→ Problem requirements: Everything from the line with "label the steering" through the final line below should be copied out exactly, and nothing else should appear.

:::

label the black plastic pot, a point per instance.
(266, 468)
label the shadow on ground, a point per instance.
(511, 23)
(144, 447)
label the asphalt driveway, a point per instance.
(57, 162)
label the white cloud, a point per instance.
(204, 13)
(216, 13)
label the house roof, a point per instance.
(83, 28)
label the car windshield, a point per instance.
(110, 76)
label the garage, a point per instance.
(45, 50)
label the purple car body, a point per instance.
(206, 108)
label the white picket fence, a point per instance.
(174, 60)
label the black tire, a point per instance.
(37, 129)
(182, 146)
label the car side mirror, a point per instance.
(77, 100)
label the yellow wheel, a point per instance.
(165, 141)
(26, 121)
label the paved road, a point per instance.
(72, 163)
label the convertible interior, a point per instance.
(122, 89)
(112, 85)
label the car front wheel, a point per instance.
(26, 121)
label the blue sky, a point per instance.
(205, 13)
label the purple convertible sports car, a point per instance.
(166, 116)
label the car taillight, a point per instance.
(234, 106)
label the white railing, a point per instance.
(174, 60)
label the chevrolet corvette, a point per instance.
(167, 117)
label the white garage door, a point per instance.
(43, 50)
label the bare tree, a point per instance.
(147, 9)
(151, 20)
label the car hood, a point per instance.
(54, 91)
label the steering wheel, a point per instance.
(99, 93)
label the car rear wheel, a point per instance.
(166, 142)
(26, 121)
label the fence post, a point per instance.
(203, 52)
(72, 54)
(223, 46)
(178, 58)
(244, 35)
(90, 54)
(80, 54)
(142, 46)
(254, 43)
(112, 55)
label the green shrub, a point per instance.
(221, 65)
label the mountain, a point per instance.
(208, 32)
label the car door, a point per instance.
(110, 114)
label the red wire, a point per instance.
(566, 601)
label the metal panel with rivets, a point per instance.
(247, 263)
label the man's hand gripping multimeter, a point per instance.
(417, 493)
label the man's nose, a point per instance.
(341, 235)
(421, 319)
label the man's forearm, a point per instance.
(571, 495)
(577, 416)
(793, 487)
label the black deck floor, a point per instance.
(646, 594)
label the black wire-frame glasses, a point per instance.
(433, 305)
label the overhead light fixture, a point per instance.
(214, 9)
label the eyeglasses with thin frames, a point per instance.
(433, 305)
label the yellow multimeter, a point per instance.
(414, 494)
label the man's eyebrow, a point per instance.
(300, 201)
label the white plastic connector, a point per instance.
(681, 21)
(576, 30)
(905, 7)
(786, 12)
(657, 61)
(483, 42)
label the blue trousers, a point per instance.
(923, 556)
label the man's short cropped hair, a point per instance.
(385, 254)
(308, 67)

:::

→ Result of this task:
label the steering wheel, a point per instance.
(99, 93)
label the car rear wheel, a point per instance.
(166, 142)
(26, 121)
label the fence post, a point per instance.
(203, 52)
(72, 54)
(223, 46)
(178, 58)
(244, 35)
(90, 54)
(80, 54)
(142, 46)
(254, 43)
(112, 55)
label the green shrub, a point per instance.
(221, 65)
label the mountain, a point per instance.
(208, 32)
label the car door, a point per instance.
(110, 114)
label the red wire, a point per instance.
(566, 601)
label the metal panel with rivets, a point per instance.
(247, 263)
label the man's hand gripping multimeter, a point per instance.
(417, 493)
label the man's nose, a point per instance.
(341, 235)
(421, 319)
label the man's forearm, a point per instance.
(571, 495)
(577, 416)
(793, 487)
label the black deck floor, a point per instance.
(646, 594)
label the black wire-frame glasses, a point per instance.
(433, 305)
label the overhead light fixture, a point per instance.
(214, 9)
label the eyeglasses with thin frames, a point per instance.
(433, 305)
label the yellow multimeter, a point per instance.
(414, 494)
label the man's eyebrow, a point per instance.
(300, 201)
label the white plastic connector, a point per instance.
(681, 21)
(576, 30)
(905, 7)
(786, 12)
(657, 61)
(483, 42)
label the blue trousers, a point per instance.
(923, 556)
label the man's short cropped hair, a point per instance.
(385, 254)
(308, 67)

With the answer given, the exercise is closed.